## Begin Exercise data

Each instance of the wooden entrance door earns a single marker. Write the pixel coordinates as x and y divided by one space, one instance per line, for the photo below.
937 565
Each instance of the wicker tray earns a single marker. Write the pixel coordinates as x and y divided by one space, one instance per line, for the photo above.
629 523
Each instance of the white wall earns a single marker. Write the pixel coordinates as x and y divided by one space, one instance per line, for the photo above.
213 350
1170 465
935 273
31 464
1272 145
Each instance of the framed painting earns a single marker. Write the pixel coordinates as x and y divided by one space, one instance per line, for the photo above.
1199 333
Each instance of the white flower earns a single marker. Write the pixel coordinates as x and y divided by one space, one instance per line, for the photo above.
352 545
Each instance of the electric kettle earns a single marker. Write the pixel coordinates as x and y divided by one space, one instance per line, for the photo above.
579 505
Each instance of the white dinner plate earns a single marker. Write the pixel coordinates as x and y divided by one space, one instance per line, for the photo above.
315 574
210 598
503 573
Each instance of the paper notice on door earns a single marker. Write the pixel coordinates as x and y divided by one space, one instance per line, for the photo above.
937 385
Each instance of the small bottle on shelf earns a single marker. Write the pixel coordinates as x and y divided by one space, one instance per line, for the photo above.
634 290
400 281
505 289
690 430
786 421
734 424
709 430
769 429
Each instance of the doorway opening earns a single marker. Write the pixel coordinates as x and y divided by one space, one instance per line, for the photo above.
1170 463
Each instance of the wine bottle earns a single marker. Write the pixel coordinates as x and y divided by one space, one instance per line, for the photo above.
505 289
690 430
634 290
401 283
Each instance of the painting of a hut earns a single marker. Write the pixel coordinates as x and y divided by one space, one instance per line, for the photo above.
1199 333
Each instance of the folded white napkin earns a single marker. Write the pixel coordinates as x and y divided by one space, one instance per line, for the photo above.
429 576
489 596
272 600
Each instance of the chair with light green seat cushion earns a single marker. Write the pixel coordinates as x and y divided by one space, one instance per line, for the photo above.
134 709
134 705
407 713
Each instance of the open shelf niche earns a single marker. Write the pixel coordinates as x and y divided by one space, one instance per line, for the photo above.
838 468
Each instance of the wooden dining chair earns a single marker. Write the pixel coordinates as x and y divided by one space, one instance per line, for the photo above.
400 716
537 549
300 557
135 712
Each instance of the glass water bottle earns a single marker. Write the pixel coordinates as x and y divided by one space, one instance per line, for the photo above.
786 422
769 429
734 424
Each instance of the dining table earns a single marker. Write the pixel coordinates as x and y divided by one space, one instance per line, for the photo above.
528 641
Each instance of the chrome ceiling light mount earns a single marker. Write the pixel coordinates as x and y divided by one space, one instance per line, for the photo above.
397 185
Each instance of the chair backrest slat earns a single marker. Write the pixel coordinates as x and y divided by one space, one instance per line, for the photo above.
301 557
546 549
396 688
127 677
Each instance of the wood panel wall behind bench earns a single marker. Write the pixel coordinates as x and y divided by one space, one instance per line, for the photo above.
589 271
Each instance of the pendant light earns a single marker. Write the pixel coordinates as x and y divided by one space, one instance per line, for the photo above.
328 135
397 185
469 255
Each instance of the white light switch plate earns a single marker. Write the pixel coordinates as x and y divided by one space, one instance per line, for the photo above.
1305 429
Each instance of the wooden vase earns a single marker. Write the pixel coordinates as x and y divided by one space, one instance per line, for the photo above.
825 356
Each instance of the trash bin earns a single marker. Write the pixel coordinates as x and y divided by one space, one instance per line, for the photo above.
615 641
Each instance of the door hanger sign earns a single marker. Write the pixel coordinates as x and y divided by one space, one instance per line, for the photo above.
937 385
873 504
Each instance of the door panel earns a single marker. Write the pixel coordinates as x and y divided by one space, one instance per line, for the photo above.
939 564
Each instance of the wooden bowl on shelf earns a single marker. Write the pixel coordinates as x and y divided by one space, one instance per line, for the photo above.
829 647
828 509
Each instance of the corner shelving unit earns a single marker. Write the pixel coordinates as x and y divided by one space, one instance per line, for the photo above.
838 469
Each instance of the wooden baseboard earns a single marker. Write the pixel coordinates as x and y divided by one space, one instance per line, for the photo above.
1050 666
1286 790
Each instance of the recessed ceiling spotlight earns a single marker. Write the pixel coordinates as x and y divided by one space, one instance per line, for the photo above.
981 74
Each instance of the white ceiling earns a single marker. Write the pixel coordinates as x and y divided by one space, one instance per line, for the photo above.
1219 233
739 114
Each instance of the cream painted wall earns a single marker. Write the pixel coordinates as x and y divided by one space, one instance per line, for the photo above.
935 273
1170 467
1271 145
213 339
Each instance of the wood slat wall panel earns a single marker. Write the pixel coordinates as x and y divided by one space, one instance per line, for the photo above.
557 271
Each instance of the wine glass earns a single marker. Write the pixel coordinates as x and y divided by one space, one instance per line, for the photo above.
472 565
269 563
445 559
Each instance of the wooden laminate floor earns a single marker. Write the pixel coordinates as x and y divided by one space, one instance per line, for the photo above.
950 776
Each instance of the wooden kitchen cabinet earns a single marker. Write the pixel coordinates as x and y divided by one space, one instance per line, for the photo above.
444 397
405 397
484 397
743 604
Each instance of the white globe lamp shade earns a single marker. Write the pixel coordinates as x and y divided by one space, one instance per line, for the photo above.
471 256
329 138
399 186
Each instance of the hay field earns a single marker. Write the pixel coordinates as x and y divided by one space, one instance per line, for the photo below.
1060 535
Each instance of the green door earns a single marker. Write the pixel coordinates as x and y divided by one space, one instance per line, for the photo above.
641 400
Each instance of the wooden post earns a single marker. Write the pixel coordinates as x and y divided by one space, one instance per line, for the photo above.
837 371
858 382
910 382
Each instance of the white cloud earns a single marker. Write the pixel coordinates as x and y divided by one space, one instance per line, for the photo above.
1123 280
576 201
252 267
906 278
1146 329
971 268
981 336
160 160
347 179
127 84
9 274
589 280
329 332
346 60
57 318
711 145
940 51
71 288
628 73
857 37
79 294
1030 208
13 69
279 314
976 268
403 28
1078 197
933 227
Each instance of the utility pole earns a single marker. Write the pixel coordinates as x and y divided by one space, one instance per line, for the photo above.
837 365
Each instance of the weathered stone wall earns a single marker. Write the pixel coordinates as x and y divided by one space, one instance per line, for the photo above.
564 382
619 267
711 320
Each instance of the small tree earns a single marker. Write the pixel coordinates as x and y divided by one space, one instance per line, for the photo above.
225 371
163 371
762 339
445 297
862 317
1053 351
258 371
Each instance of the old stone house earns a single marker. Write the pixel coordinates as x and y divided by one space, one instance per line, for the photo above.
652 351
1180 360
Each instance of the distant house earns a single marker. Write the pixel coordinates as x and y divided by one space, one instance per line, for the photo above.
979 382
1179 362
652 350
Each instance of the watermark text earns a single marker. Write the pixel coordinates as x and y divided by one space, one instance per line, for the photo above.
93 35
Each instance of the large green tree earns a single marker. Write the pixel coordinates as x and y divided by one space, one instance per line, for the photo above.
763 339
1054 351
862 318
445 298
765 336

## End Exercise data

■ Exercise
Please copy the entire listing above verbatim, from its first line through its last, with nothing left out or changed.

■ Reply to the task
Each instance of the wooden entrance door earns a single marker. Write the pixel coordinates as x and y divided by one space, one instance per line, for the photo below.
937 565
Each instance of the wicker tray earns a single marker. Write the pixel coordinates as x and y divided by one space, one instance per line, for the photo above.
629 523
Each instance of the white wall earns a single marker. Write the pixel coordinates as x and y divided by one space, one instance per line, for the photo above.
213 350
1170 465
935 273
31 464
1272 145
Each instance of the framed painting earns a single marker. Write the pixel coordinates as x and y divided by one space, one instance per line, for the photo above.
1199 333
Each instance of the white flower earns a single marker. Write the pixel coordinates as x and y divided by one space, one instance per line, for the photo above.
352 545
Each instance of the electric kettle earns a single marker. Write the pixel coordinates as x and y divided by one space, one instance per line, for the photo above.
579 505
Each instance of the white dinner plate earns a single marker. Write the pixel coordinates as x and y divided by one space, one instance per line, for the photo above.
315 574
210 598
503 573
Each instance of the paper notice on door earns a single marker. Write the pixel coordinates as x and y divided by one space, one instance per line, for the photo above.
937 385
Each instance of the small bottle on shelf earns a single marker. Write the pixel coordinates as x and y divided by one space, one instance per line, for the photo above.
634 290
400 281
505 289
690 430
786 421
734 424
709 430
769 429
Each instance of the doorway opening earns a single marker. Write the pixel coordinates as x and y divided by one space, one instance per line, for the photo above.
1170 463
Each instance of the wine bottle earns a single marker. Write the pixel coordinates as x and y divided by one space, one instance per line, for the photo above.
505 289
690 430
634 290
401 283
Each instance of the painting of a hut earns a single marker. Write the pixel coordinates as x and y divided by one space, one instance per line, for the photo above.
1199 333
Each instance of the folded white napkin earns a single marker. Write the pixel coordinates as x and y divided by one space, one instance per line, for the photo above.
429 576
489 596
272 600
Each instance of the chair with light green seat cushion earns a single marker. Write the pixel coordinates as x and y divided by one space, one instance per line, for the photo above.
134 709
134 705
407 713
Each instance of the open shelf niche earns a single marker. Write the pixel coordinates as x and y divided by one space, one instance per line, for the photo above.
838 468
Each instance of the wooden dining chair earns a single marker. Write the pixel coordinates as x and y divided by one space, one instance per line, for the photo above.
400 716
537 549
300 557
135 712
Each instance of the glass water bottle earns a single marker. Write the pixel coordinates as x and y divided by one space, one instance per line, for the photo above.
786 422
769 429
734 424
Each instance of the dining table earns a single marker. Write the pixel coordinates as x and y divided by one space, one instance per line, for the photo above.
528 641
Each instance of the chrome ceiling light mount earns a single marker. Write the pixel coordinates as x and y divided by one space, one instance per line, for the photo above.
397 185
Each instance of the chair backrest slat earns a single marker. Write the pixel coordinates as x and y divided by one space, one instance per line, for the photo above.
301 557
546 549
396 688
127 677
Each instance of the wood panel wall behind bench earns a single marker. Write the pixel coordinates as x and y divided by one space, one instance per line, for the photo above.
589 271
Each instance of the pendant light earns a single marker. Write the pixel coordinates as x and y divided by one space, one instance per line, for the photo above.
328 135
397 185
469 255
Each instance of the white light switch plate earns a single marker. Write the pixel coordinates as x and y divided by one space, one instance per line, for the photo above.
1305 429
Each instance of the wooden vase earns a single marker. Write the pixel coordinates as x and y divided by one space, one instance per line, for the photo above.
825 356
Each instance of the trash bin earns a single marker. Write the pixel coordinates as x and y divided by one space, one instance per line, for the photo above.
615 641
Each instance of the door hanger sign earns a single marker. Write the pixel coordinates as x and y divided by one space, one instance per line, for the photo above.
937 385
873 504
Each instance of the door panel earns a single marker. Write the pixel coordinates as x and y divided by one space, one instance per line, for the photo above.
939 564
Each instance of the wooden bowl on shelf earns a single marker. Write the pixel coordinates as x and y divided by one space, one instance per line, for the photo above.
829 647
828 509
Each instance of the corner shelving unit earns a single marker. Write the pixel coordinates as x and y divided by one space, one instance per line, for the photo above.
838 469
Each instance of the wooden baseboard earns a single marker. Write the pixel coordinates as x and y divided by one space, one instance per line, for the photo above.
1050 666
1286 790
Each instance of the recessed ceiling spotlight earns a single marker. Write the pixel coordinates as x and y divided by one space, one instance per line, for the photo above.
981 74
Each instance of the white ceiling earns a single marker. Write the pixel coordinates as x and y divided by one space, one instance per line, for the photo above.
1219 233
739 114
Each instance of the cream painted wall earns a single marker. Write the pixel coordinates as x and y divided by one space, one instance per line, for the photo above.
935 273
1170 467
1271 145
213 339
Each instance of the wood slat wall panel earns a single marker. Write the pixel coordinates as x and y divided by one space, one instance per line, for the photo above.
557 271
Each instance of the wine glass earns a single marker. Write the pixel coordinates as x and y divided by one space, one instance per line, for the photo above.
472 565
269 563
445 559
Each instance of the wooden laminate floor earns a single marker. Write the pixel coordinates as x and y divided by one space, one instance per line, for the photo above.
950 776
Each instance of the wooden kitchen cabinet earns a single marker. Write the pixel coordinates as x and y divided by one space, one instance per line, for the photo above.
444 397
405 397
484 397
743 604
Each instance of the white globe lamp shade earns a single marker. Write the pixel coordinates as x and y divided by one space, one instance per line, for the photo above.
471 256
329 138
399 186
Each instance of the hay field earns a single marker. Write the pixel coordinates as x and y divided by one space, one instance per line, for the photo below.
1060 535
Each instance of the green door earns a single marker. Write the pixel coordinates as x and y divided by one space, one instance per line, for the photo above.
641 400
Each instance of the wooden post earns a single marker. Write the pixel coordinates as x and y divided by one space, one instance per line, for the photo above.
837 371
858 382
910 382
Each instance of the white cloud earns a single marker. Write the pixel coordinates as x and y divided by one space, one instance per line, for the photo above.
1123 280
576 201
252 267
906 278
1146 329
971 268
981 336
160 160
347 179
127 84
9 274
589 280
329 332
346 60
57 318
711 145
940 51
71 288
628 73
857 37
79 294
1030 208
13 69
279 314
976 268
403 28
1078 197
933 227
Each instance of the utility pole earns a single marker. Write the pixel coordinates as x and y divided by one space, one instance per line, for the photo above.
837 365
Each instance of the weathered stone wall earns a single marker. Write the pixel coordinates as x and y divided by one space, one instance per line, for the photo above.
564 382
619 267
711 320
Each instance of the small tree earns a single marker. Write the pixel coordinates as x and y divided by one space, one instance per line, for the photo above.
225 371
163 371
762 339
445 297
862 317
1053 351
258 371
Each instance of the old stone house earns a single marker. Write the pixel coordinates as x and y divided by one space, one instance per line, for the photo above.
652 351
1180 360
Each instance of the distant house earns a single marker. Write the pixel coordinates as x and y divided by one space, one instance per line, for the photo above.
979 382
1179 362
652 350
Each instance of the watermark text earns a single marker. Write the pixel coordinates as x and y divided by one space, one instance per line, for the photo above.
93 35
Each instance of the large green tree earns a single marker. Write the pixel coordinates as x and y divided by one space, one instance per line, for the photo above.
763 339
1054 351
862 318
445 298
765 336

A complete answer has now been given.